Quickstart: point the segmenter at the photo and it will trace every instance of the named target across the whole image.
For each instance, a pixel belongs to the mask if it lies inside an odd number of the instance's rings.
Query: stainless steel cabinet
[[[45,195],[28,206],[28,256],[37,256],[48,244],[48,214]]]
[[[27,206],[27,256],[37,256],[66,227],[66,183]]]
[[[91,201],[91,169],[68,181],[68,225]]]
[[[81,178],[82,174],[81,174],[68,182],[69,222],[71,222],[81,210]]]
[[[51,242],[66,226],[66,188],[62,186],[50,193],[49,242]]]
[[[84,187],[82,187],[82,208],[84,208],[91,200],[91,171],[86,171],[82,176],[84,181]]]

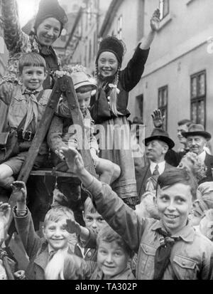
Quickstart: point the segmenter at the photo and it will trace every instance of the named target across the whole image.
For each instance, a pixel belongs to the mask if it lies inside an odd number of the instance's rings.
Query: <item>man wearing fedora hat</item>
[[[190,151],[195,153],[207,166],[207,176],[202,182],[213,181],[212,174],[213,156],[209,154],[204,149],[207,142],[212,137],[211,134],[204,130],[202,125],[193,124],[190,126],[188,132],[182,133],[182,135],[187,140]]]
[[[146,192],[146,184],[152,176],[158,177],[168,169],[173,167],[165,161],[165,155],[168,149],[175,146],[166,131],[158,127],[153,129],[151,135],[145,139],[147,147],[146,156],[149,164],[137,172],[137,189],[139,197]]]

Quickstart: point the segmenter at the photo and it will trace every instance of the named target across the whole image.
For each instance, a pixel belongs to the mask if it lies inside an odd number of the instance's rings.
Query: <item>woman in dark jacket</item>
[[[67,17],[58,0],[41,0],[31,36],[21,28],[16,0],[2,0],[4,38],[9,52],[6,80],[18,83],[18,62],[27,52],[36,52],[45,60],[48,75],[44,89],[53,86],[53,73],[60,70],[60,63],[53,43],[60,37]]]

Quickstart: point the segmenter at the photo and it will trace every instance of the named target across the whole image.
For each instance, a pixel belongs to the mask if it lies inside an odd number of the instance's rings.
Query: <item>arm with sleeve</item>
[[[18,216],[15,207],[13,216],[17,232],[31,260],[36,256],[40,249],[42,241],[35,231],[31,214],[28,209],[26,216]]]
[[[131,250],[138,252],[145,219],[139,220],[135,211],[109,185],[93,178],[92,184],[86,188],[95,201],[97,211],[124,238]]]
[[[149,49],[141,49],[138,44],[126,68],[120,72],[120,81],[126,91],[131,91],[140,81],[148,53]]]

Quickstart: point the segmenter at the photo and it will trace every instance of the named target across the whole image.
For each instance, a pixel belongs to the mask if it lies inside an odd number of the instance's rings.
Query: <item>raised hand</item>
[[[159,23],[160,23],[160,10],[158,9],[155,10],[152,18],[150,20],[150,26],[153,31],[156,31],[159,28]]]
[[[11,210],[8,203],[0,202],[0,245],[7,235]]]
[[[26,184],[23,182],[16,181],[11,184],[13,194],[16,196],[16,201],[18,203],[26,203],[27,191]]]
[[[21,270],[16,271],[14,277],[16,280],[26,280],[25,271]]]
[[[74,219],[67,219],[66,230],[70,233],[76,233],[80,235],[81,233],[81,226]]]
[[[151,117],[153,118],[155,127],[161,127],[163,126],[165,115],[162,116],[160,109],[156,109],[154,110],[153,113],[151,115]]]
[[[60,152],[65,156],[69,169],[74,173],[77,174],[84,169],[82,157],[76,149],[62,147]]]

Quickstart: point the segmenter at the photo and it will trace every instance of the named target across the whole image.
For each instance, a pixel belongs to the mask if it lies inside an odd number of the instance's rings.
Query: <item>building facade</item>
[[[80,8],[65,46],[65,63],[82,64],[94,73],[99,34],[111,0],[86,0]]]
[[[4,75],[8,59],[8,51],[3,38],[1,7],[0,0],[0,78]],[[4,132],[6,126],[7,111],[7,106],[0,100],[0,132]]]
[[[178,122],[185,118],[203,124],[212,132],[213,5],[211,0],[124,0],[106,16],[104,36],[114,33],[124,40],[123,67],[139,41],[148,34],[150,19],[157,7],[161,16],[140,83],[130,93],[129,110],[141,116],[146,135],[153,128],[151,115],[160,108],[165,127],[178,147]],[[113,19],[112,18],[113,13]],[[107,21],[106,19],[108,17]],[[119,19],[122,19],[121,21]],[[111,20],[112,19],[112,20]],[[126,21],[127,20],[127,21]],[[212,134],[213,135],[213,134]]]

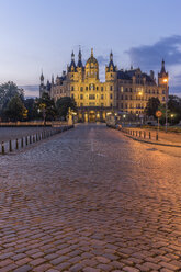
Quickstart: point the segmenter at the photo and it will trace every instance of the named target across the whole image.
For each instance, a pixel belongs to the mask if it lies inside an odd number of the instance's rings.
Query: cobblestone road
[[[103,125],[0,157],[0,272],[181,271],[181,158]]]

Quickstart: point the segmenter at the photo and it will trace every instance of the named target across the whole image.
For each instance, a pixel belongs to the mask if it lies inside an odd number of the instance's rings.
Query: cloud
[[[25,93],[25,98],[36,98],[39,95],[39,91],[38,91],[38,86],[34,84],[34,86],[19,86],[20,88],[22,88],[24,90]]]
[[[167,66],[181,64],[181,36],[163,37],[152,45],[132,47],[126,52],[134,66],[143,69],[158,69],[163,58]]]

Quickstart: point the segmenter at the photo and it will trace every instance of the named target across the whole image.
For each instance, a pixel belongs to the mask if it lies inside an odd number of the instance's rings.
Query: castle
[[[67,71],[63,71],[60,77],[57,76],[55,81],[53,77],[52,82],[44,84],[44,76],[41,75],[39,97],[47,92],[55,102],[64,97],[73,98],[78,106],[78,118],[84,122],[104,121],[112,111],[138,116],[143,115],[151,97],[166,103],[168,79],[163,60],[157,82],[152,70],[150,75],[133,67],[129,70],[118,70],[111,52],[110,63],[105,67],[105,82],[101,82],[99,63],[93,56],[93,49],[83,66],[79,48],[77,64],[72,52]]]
○ ○ ○ ○
## WHAT IS ASKED
Rewrite the records above from the start through the line containing "[[[51,242],[66,226],[66,188],[62,186],[50,193],[49,242]]]", keeping the requests and both end lines. Multiply every coordinate in the answers by 1.8 and round each to the nearest whole number, with halves rounded up.

## RIGHT ANSWER
Quickstart: point the segmenter at the photo and it will trace every instance of the named target across the whole image.
For each instance, a pixel belongs to the mask if it lies inside an odd number of the instance's rings.
Query: stainless steel cabinet
[[[81,351],[50,371],[50,461],[67,461],[86,439],[86,385]]]
[[[49,371],[49,461],[67,461],[119,409],[119,329]]]
[[[164,362],[164,304],[122,326],[122,405]]]
[[[146,320],[148,313],[146,313],[122,328],[124,400],[128,400],[146,378]]]
[[[92,436],[119,407],[119,338],[112,335],[90,347],[88,436]]]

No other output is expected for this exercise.